EXERCISE OBJECTIVE: Render the items from the line containing "the boy's nose." up to and including the line containing "168, 268, 333, 442" as a JSON list of strings, one string per line, omitting any blank lines. Include only those lines.

BEGIN AVAILABLE RECORDS

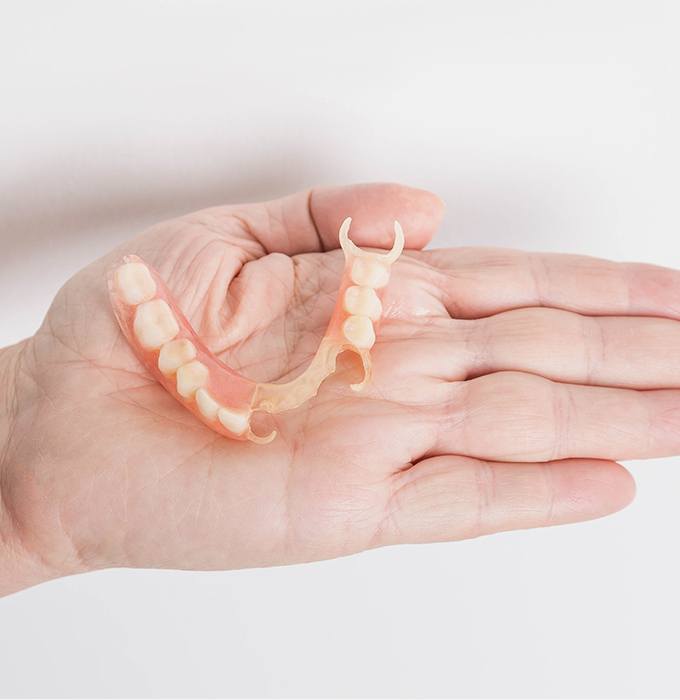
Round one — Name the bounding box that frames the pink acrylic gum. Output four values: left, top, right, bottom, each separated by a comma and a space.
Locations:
108, 218, 404, 444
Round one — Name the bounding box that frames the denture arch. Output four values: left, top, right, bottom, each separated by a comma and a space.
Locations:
108, 217, 404, 444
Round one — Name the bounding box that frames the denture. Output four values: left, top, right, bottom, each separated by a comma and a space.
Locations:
108, 218, 404, 444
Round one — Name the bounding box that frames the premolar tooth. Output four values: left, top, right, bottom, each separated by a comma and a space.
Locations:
133, 299, 179, 350
196, 389, 220, 420
217, 408, 250, 435
345, 286, 382, 321
342, 316, 375, 350
351, 258, 390, 289
177, 360, 208, 399
115, 263, 156, 306
158, 338, 196, 374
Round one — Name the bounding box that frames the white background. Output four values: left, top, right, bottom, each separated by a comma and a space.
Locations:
0, 0, 680, 697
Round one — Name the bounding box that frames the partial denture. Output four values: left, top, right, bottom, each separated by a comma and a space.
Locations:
109, 218, 404, 444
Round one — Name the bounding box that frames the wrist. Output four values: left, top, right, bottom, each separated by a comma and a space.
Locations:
0, 340, 81, 596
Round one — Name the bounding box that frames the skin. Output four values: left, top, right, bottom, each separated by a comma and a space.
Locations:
0, 185, 680, 593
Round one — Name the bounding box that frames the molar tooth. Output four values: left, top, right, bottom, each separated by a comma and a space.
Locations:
350, 258, 390, 289
133, 299, 179, 350
217, 408, 250, 435
342, 316, 375, 350
114, 262, 156, 306
196, 389, 221, 420
158, 338, 196, 374
344, 286, 382, 321
177, 360, 208, 399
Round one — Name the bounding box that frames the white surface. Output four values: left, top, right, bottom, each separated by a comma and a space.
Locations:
0, 0, 680, 697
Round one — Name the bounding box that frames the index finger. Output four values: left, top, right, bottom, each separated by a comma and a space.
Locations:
419, 248, 680, 319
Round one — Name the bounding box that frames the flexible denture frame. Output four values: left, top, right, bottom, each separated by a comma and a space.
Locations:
108, 218, 404, 444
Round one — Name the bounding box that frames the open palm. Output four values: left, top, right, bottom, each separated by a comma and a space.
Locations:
3, 185, 680, 584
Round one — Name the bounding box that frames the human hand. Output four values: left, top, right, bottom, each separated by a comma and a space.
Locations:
5, 185, 680, 592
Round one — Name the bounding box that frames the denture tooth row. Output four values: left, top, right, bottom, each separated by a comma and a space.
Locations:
114, 262, 251, 435
109, 218, 404, 444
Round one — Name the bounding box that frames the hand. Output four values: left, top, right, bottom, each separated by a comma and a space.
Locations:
5, 185, 680, 591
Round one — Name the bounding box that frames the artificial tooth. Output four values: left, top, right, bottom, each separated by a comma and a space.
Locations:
351, 258, 390, 289
177, 360, 208, 399
133, 299, 179, 350
158, 338, 196, 374
342, 316, 375, 350
196, 389, 220, 420
115, 263, 156, 306
345, 286, 382, 321
217, 408, 250, 435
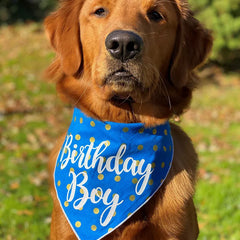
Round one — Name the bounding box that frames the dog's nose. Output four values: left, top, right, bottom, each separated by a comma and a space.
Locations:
105, 30, 143, 62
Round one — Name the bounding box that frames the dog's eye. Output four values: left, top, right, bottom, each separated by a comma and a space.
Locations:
94, 8, 107, 17
147, 10, 164, 22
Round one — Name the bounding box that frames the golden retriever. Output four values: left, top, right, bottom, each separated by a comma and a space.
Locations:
45, 0, 212, 240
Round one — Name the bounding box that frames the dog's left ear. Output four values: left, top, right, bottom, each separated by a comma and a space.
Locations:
170, 11, 213, 88
44, 1, 82, 75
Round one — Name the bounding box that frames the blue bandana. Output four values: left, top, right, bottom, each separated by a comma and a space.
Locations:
54, 108, 173, 240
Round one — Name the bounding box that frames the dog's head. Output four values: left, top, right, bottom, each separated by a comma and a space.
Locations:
45, 0, 212, 125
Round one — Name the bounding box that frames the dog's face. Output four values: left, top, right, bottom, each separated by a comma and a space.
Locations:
80, 0, 177, 104
46, 0, 212, 125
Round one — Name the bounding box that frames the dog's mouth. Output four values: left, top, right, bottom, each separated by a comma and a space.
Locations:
105, 67, 142, 93
110, 94, 135, 106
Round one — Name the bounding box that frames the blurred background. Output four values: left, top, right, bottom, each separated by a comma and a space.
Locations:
0, 0, 240, 240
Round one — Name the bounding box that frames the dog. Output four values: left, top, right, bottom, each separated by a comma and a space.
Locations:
45, 0, 213, 240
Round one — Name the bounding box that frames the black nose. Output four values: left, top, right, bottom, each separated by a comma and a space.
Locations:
105, 30, 143, 62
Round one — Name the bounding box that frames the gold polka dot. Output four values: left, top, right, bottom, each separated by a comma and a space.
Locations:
98, 173, 104, 180
75, 134, 81, 141
114, 176, 121, 182
75, 221, 81, 228
153, 145, 158, 152
93, 208, 99, 214
132, 178, 138, 184
91, 225, 97, 231
105, 124, 111, 131
129, 195, 135, 201
148, 179, 153, 186
138, 145, 143, 151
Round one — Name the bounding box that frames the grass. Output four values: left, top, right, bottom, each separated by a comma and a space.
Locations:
0, 24, 240, 240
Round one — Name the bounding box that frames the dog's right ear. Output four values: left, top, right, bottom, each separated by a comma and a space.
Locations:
44, 0, 83, 75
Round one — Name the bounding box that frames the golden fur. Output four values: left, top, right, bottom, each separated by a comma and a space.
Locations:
45, 0, 212, 240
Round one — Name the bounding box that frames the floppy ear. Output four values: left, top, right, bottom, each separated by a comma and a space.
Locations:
44, 0, 83, 75
170, 10, 212, 88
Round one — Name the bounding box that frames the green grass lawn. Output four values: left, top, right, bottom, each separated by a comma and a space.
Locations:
0, 24, 240, 240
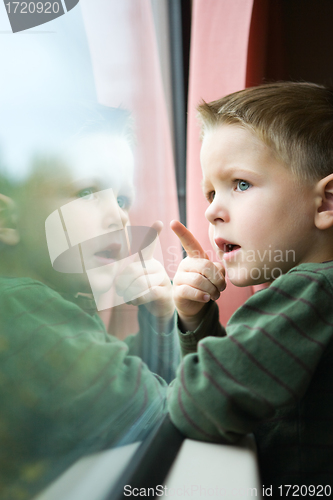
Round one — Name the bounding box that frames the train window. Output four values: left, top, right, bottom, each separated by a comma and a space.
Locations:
0, 0, 181, 499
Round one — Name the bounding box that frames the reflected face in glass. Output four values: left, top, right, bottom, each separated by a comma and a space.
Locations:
15, 134, 134, 293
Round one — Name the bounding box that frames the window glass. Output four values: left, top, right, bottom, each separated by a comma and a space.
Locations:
0, 0, 180, 500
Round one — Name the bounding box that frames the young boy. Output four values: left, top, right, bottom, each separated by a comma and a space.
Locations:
169, 82, 333, 492
0, 111, 178, 499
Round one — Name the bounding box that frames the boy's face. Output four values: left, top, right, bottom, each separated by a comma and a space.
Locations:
19, 134, 134, 293
201, 125, 317, 286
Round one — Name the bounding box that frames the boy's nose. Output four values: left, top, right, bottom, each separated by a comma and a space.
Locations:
205, 196, 230, 224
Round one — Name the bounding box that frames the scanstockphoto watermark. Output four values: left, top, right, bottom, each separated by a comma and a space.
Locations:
124, 484, 258, 499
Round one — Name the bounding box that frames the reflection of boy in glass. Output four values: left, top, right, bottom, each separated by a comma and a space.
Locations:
0, 107, 177, 498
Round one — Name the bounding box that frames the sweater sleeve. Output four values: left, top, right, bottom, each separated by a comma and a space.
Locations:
168, 268, 333, 442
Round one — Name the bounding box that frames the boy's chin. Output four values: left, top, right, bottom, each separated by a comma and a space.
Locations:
226, 269, 272, 288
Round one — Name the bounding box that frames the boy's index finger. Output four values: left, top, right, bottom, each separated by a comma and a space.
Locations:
170, 220, 210, 260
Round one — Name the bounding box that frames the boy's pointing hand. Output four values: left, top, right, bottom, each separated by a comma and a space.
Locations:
170, 221, 226, 331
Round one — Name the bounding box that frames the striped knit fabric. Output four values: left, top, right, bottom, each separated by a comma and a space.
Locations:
169, 262, 333, 492
0, 278, 178, 500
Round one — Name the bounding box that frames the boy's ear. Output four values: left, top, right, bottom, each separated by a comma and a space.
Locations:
315, 174, 333, 229
0, 193, 20, 246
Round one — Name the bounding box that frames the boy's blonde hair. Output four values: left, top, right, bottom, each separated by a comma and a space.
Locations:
198, 82, 333, 181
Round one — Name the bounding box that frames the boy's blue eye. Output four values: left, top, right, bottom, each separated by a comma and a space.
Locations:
237, 180, 251, 191
117, 196, 130, 210
77, 187, 96, 200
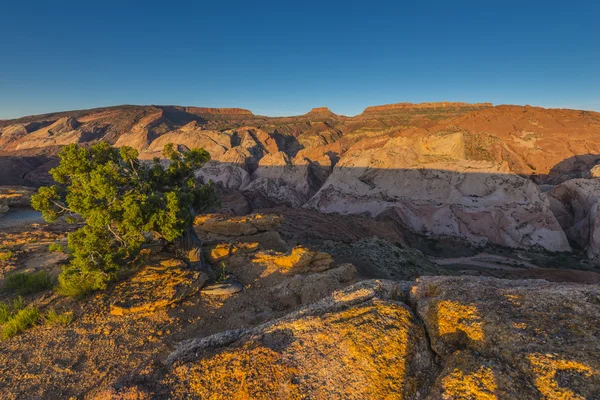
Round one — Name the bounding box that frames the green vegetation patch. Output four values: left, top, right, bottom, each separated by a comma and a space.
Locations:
48, 243, 65, 253
0, 307, 40, 340
44, 310, 73, 326
0, 296, 25, 324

END AVAILABLE RECORDS

TASK OUTPUT:
[
  "Round one — Name the bounding box that frames the boy's nose. Output four values: left, top, right, bottom, each separated by a comma and a space.",
  "Locations:",
  "205, 196, 230, 224",
  "Round one — Name the bounding box that frames the scanstockphoto watermark. Output four values: left, top, right, bottom, each separated by a comma and a space.",
  "Locations:",
  "124, 484, 258, 499",
  "Round one — Name the bounding box that frames the reflection of boy in glass. Output four values: left, top, right, bottom, each separated by a comma and a space.",
  "Locations:",
  "0, 107, 177, 498",
  "Round one — Name the bounding box that frames the sweater sleeve. Output four values: left, top, right, bottom, each separated by a comma and a space.",
  "Locations:",
  "168, 268, 333, 442"
]